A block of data
——————

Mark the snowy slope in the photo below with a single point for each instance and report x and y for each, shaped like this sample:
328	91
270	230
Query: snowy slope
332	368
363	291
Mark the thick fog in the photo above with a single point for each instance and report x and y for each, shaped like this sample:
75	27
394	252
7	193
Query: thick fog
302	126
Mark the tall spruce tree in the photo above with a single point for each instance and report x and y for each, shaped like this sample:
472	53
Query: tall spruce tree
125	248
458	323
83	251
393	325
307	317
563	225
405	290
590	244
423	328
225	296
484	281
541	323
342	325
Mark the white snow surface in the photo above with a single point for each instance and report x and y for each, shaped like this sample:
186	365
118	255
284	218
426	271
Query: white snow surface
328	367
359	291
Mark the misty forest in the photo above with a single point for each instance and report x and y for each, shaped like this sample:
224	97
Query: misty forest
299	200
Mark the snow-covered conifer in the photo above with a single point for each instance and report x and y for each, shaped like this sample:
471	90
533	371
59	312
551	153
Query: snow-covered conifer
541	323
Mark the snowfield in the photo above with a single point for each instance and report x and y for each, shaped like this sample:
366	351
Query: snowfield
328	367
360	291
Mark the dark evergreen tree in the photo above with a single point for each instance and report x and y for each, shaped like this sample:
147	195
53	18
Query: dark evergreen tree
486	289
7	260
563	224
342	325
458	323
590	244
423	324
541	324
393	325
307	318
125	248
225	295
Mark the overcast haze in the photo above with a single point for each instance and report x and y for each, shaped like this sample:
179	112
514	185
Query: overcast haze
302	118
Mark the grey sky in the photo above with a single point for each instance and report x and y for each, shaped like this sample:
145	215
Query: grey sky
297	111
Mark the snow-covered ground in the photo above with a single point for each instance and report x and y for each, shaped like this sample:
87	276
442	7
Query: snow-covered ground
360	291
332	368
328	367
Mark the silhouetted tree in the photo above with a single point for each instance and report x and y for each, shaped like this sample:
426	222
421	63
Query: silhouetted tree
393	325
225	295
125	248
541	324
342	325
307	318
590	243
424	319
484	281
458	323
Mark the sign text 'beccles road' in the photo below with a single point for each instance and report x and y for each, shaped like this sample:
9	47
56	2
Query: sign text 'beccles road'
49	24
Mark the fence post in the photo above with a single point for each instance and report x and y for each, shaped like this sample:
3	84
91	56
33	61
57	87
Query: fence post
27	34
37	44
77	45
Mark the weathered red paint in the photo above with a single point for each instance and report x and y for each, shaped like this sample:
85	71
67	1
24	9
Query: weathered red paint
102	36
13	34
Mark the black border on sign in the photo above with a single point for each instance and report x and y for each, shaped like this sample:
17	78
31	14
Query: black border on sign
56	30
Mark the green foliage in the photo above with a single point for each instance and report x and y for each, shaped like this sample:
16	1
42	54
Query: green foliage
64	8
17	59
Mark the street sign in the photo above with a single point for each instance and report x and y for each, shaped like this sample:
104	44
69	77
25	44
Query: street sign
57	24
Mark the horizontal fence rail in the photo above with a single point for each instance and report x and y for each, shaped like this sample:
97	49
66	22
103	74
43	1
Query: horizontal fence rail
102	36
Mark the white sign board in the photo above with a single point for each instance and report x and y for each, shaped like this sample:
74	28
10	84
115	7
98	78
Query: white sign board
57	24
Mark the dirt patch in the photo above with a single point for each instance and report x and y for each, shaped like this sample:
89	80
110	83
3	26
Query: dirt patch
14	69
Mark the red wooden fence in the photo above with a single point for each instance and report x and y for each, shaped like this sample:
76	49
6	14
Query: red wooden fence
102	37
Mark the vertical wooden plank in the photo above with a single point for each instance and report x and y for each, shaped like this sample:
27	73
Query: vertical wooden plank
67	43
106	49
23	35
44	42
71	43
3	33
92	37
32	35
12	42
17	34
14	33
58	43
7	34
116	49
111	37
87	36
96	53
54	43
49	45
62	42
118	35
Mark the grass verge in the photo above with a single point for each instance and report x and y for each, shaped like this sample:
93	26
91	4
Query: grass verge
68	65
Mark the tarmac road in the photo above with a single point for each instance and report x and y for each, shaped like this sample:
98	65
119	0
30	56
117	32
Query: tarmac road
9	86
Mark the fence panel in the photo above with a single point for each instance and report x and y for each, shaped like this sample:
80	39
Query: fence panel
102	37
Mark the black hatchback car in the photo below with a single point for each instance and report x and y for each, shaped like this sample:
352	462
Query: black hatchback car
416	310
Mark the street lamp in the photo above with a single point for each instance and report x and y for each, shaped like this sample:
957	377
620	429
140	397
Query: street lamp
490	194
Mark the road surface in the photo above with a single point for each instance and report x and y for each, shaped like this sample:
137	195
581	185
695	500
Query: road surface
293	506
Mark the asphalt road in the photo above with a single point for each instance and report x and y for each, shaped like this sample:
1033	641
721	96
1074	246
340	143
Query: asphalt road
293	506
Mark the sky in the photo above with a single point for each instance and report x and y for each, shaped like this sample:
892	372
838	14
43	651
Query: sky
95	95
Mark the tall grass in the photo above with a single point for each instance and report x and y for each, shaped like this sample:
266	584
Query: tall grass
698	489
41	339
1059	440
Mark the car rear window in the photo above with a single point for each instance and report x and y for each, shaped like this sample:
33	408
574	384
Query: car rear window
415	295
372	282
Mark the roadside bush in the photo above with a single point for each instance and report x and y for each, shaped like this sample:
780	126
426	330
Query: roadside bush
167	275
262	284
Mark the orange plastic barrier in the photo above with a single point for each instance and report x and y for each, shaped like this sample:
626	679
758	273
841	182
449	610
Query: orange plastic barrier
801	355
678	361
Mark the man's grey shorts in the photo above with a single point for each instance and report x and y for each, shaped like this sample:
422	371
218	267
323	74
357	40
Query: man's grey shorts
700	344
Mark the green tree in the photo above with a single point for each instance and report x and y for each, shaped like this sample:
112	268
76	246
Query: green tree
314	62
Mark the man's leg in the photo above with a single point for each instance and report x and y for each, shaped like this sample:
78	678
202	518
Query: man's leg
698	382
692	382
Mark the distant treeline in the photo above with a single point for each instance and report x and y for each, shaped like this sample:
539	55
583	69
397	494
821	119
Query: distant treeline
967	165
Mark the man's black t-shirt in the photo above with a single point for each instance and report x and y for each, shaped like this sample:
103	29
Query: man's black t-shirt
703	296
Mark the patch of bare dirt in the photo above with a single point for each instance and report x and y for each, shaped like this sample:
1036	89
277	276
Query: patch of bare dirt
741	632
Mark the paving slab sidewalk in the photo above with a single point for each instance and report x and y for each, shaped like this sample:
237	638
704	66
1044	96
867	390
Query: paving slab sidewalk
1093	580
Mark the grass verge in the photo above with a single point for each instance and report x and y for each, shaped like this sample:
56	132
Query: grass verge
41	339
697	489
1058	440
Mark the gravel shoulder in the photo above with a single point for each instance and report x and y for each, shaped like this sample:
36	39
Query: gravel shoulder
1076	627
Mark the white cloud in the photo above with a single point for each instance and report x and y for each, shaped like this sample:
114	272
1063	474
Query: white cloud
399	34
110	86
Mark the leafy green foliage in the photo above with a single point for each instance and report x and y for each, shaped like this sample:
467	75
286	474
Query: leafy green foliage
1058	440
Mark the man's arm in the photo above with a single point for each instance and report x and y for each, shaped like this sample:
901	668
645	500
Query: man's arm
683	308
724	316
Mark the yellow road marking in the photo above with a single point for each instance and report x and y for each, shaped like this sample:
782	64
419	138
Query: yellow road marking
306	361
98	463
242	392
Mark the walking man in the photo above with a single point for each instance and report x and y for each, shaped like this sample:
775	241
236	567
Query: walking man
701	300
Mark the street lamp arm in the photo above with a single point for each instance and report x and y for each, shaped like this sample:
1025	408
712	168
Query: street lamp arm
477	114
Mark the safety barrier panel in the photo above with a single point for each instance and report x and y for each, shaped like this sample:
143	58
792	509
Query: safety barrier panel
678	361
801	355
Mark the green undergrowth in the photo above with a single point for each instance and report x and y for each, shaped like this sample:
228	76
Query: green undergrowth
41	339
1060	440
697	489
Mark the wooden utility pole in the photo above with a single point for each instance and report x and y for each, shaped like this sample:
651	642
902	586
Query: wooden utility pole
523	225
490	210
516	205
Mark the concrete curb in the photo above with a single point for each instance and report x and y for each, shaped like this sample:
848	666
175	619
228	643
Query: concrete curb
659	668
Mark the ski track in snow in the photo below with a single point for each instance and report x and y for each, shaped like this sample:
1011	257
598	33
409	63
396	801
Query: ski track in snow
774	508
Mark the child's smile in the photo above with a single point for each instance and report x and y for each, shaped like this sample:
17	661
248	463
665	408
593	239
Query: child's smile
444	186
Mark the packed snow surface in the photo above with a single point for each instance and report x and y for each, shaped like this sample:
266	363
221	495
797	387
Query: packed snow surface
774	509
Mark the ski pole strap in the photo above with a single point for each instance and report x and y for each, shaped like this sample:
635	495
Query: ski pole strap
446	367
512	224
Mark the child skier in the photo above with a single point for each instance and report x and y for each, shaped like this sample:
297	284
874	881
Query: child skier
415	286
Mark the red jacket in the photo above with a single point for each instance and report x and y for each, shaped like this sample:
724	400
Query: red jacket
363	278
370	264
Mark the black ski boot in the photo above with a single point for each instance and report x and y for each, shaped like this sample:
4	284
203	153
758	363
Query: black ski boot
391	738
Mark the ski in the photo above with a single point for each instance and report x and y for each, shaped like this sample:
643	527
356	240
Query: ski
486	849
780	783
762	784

——————

Task requirements
Return, word for word, every line from the line with "Mark the green undergrowth" to the final line of the data.

Written response
Mark the green undergrowth in the photo above with a single point for each instance and report x and y for each, shaped like this sample:
228	76
Query: green undergrowth
41	339
1060	440
697	489
Mark the wooden utility pole in the photo above with a single point for each instance and report x and y for each, shaped like this sample:
651	642
902	586
Query: wooden utility pole
523	225
490	210
516	205
Mark the concrete curb in the photo above with a single point for each instance and report x and y for each, shaped like this sample:
848	666
175	619
228	643
Query: concrete curb
659	668
Mark the ski track in snow in the photo below with a single point for each instance and report x and y for each, shaped like this sample:
1011	257
598	33
409	63
396	801
Query: ski track in snow
774	508
Mark the child's smile in the photo above with a single point for each instance and report x and y for each, shaped like this sample:
17	661
248	463
665	408
593	239
Query: child's smile
444	186
Mark the packed snow surface in the photo above with a single point for each instance and report x and y for each, shaped like this sample:
266	363
221	495
797	387
Query: packed snow surface
774	509
Mark the ski pole strap in the photo above with a single point for each instance and report x and y for each, shaped like this sample:
635	495
Query: ski pole strap
446	367
512	224
Mark the child skier in the photo above with a single point for each instance and report x and y for each, shaped like this sample:
297	284
874	881
Query: child skier
415	286
Mark the red jacket in the photo above with a single point for each instance and report x and y for each, shaped like this sample:
724	400
Query: red jacket
363	278
370	264
Mark the black ski boot in the photo above with a single point for each instance and report x and y for each, shaped like this sample:
4	284
203	153
758	363
Query: black ski boot
391	738
Mark the ski in the photo above with a single point for each instance and report x and y for each, shaped like this sample:
643	527
356	240
Query: ski
486	849
780	783
762	784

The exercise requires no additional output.